╭─ Entries supplied

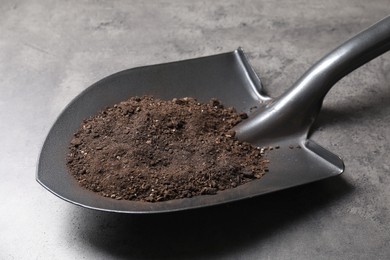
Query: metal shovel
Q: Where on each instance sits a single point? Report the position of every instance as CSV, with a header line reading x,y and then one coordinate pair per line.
x,y
284,122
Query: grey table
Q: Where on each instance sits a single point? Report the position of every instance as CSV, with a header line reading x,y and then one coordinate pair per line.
x,y
52,50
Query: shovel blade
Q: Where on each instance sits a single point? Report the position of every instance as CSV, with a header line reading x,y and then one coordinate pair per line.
x,y
227,77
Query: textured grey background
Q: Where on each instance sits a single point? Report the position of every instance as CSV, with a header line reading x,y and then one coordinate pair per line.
x,y
52,50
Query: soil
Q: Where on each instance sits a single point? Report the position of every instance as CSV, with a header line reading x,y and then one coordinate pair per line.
x,y
147,149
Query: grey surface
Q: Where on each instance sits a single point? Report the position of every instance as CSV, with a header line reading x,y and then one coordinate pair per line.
x,y
52,50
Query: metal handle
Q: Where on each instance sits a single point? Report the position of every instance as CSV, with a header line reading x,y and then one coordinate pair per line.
x,y
294,111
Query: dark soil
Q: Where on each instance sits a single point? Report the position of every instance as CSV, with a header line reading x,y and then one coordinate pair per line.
x,y
147,149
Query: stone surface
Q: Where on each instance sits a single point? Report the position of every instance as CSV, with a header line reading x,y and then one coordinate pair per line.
x,y
52,50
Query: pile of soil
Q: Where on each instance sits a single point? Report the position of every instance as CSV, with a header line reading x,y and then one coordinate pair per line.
x,y
147,149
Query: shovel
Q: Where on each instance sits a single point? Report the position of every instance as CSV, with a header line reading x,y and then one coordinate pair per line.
x,y
283,122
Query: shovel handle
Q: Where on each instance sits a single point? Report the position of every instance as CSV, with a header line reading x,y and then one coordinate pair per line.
x,y
293,112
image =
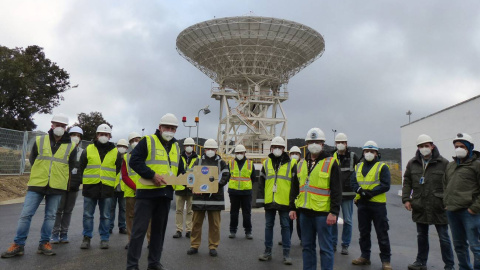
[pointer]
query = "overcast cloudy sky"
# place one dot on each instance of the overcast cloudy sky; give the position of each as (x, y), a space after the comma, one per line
(382, 58)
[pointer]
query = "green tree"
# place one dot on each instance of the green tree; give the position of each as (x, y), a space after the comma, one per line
(29, 83)
(89, 124)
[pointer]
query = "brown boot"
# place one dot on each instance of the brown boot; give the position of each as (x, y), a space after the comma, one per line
(386, 266)
(361, 261)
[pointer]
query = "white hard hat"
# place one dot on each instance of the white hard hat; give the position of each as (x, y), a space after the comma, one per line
(210, 144)
(463, 137)
(60, 118)
(279, 141)
(76, 129)
(122, 142)
(240, 148)
(169, 119)
(188, 141)
(133, 135)
(315, 134)
(104, 128)
(295, 149)
(423, 138)
(341, 137)
(370, 145)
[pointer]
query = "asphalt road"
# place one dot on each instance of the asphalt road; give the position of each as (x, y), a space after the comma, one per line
(238, 253)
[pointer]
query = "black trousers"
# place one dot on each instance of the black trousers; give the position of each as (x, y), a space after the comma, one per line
(245, 203)
(157, 210)
(376, 213)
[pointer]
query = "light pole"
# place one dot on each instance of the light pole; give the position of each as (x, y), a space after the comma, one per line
(205, 110)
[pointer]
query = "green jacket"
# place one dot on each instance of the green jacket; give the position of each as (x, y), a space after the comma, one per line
(462, 184)
(427, 198)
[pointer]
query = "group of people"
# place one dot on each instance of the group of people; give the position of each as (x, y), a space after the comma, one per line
(311, 190)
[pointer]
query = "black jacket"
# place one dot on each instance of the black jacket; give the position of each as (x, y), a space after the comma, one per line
(187, 191)
(335, 189)
(137, 163)
(47, 190)
(200, 201)
(99, 191)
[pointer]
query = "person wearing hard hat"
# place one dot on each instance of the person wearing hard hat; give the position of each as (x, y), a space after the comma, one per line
(275, 183)
(242, 174)
(52, 159)
(317, 195)
(100, 164)
(371, 181)
(67, 203)
(422, 185)
(462, 200)
(128, 183)
(209, 203)
(347, 160)
(154, 157)
(118, 195)
(183, 195)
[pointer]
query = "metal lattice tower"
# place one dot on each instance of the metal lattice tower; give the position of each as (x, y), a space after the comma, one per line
(251, 59)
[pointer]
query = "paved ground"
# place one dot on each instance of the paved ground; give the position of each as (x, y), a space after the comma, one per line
(238, 253)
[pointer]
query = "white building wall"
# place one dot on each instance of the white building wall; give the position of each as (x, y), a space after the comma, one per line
(443, 126)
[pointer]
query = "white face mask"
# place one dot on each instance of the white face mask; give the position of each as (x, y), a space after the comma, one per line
(75, 139)
(315, 148)
(341, 146)
(425, 151)
(58, 131)
(103, 139)
(277, 152)
(369, 156)
(210, 153)
(460, 152)
(167, 135)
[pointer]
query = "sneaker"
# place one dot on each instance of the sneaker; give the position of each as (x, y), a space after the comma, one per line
(417, 266)
(192, 251)
(55, 239)
(85, 243)
(361, 261)
(386, 266)
(13, 250)
(213, 252)
(104, 244)
(45, 249)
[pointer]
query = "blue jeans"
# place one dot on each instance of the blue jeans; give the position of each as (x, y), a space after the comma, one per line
(284, 223)
(313, 227)
(465, 229)
(89, 206)
(30, 206)
(347, 211)
(120, 200)
(445, 244)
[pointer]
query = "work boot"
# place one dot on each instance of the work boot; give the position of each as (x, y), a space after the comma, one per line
(46, 249)
(13, 250)
(85, 243)
(361, 261)
(386, 266)
(104, 244)
(417, 266)
(266, 256)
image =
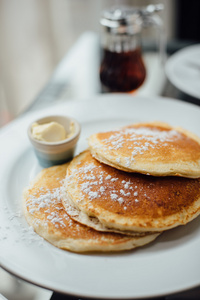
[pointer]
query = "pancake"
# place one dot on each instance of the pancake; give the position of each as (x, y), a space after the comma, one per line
(131, 201)
(149, 148)
(45, 213)
(80, 216)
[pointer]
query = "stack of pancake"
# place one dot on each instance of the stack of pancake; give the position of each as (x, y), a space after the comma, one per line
(128, 187)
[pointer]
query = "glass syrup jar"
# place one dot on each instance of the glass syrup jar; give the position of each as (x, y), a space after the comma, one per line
(122, 68)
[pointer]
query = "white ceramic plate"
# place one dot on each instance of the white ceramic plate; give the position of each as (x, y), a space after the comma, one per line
(168, 265)
(183, 70)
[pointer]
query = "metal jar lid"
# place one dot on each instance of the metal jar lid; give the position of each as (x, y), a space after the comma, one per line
(127, 20)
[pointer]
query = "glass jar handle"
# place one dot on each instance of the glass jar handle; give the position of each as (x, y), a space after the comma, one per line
(150, 18)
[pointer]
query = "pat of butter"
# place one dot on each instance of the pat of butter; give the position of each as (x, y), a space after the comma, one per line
(48, 132)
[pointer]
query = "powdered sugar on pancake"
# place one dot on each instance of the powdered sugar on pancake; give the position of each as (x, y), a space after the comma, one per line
(142, 139)
(94, 180)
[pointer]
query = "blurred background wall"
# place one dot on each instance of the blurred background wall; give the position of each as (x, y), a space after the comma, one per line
(36, 34)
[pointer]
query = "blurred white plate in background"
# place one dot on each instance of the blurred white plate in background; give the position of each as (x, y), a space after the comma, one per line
(183, 70)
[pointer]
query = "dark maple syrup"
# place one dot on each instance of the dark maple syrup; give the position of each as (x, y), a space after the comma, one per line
(122, 71)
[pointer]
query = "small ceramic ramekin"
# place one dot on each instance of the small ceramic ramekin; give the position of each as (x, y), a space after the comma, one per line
(55, 153)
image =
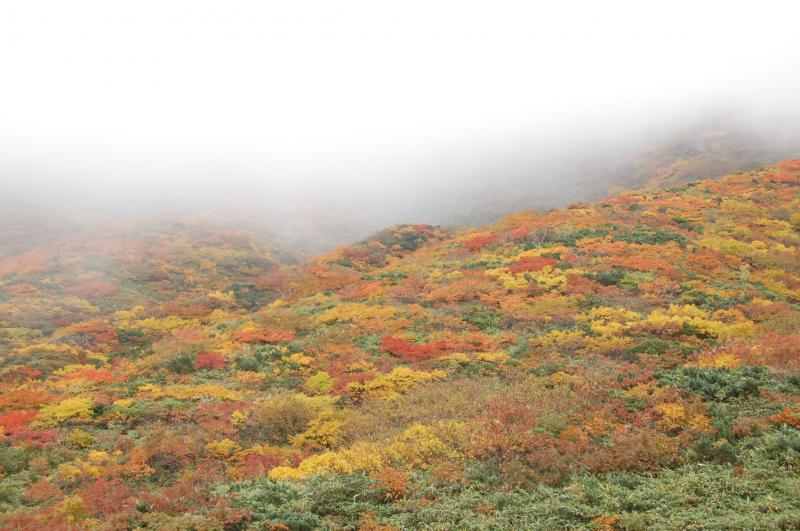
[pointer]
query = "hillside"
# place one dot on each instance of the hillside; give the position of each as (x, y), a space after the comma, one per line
(631, 363)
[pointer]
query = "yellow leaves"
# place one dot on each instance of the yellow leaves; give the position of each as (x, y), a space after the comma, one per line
(723, 360)
(238, 419)
(419, 446)
(73, 509)
(323, 432)
(222, 449)
(493, 357)
(80, 438)
(774, 280)
(124, 402)
(677, 417)
(300, 359)
(69, 369)
(397, 382)
(191, 392)
(721, 324)
(609, 321)
(162, 326)
(509, 280)
(357, 312)
(78, 407)
(569, 339)
(250, 377)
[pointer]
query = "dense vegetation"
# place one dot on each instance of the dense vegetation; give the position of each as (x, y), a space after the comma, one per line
(632, 363)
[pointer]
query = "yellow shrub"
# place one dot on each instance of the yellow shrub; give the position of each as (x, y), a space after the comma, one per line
(78, 407)
(191, 392)
(323, 432)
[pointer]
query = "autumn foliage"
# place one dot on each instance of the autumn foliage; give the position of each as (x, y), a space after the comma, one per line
(594, 366)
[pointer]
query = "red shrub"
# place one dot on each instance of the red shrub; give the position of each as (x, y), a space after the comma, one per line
(531, 263)
(476, 243)
(210, 360)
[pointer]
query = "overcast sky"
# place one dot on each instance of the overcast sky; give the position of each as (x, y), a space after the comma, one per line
(131, 98)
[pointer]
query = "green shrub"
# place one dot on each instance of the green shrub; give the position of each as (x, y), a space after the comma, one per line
(719, 384)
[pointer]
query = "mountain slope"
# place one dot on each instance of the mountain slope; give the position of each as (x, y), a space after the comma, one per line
(631, 363)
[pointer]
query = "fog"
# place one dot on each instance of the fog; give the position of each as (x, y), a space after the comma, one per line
(322, 121)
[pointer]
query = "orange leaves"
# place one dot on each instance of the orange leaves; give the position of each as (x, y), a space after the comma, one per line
(16, 419)
(264, 336)
(211, 360)
(476, 243)
(413, 353)
(531, 263)
(787, 416)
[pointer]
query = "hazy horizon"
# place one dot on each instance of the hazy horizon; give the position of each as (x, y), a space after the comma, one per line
(363, 116)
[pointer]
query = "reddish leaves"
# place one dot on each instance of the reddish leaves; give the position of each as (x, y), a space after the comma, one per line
(531, 263)
(264, 336)
(476, 243)
(410, 352)
(210, 360)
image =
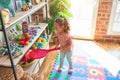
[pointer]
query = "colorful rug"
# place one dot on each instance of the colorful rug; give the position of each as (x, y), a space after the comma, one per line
(85, 68)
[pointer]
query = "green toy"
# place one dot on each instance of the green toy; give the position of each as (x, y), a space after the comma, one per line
(18, 27)
(7, 4)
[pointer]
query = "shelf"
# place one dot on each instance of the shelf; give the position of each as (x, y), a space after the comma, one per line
(34, 68)
(5, 61)
(22, 14)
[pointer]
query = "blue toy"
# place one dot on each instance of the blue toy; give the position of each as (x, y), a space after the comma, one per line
(7, 4)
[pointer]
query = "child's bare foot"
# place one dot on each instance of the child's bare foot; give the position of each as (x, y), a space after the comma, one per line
(70, 71)
(59, 69)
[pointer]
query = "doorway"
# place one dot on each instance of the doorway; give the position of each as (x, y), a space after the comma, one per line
(83, 22)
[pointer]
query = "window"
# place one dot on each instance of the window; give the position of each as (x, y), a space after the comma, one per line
(114, 23)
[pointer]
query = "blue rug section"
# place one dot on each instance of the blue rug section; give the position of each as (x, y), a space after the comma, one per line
(84, 68)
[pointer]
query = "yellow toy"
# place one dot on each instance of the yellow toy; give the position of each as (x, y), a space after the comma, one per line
(5, 14)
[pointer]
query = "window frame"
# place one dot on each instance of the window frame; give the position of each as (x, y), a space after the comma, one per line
(112, 17)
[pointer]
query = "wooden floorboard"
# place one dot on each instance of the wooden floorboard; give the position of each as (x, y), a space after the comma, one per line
(48, 64)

╰─

Short task: Which lines in the rows above contain the string "group"? Copy each of them in full.

Reply to the exercise:
query = "group of people"
# place one dot on each instance of the group of people; give the position of each as (x, y), a space after the comma, one per line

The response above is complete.